■ Region annotation records:
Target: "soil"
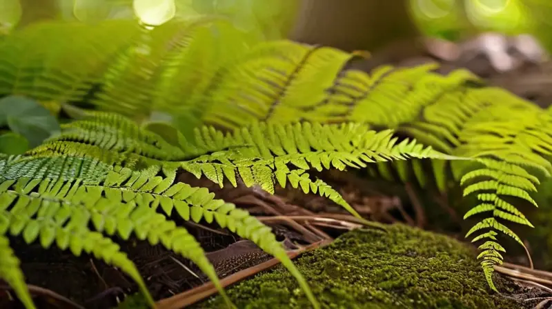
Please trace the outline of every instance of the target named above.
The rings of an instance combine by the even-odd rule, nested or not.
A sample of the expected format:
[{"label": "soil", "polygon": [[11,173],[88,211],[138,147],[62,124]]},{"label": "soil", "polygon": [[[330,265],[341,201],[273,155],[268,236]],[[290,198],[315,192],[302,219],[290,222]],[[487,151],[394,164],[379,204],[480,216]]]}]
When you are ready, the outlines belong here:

■ TASK PROMPT:
Copy out every line of the records above word for word, leaving out the pictures.

■ WRITTEN SOLUTION:
Target: "soil"
Please trace the outline of every instance of the target named above.
The rings of an instance combine by the even-odd rule, nested or not.
A sample of the expected format:
[{"label": "soil", "polygon": [[11,173],[88,211],[138,147],[62,124]]},{"label": "soil", "polygon": [[[330,265],[341,201],[273,155],[268,236]],[[290,198],[315,192],[302,219],[290,222]],[[487,151],[394,164],[379,204],[480,216]]]}]
When you are ready, the outlines belong here:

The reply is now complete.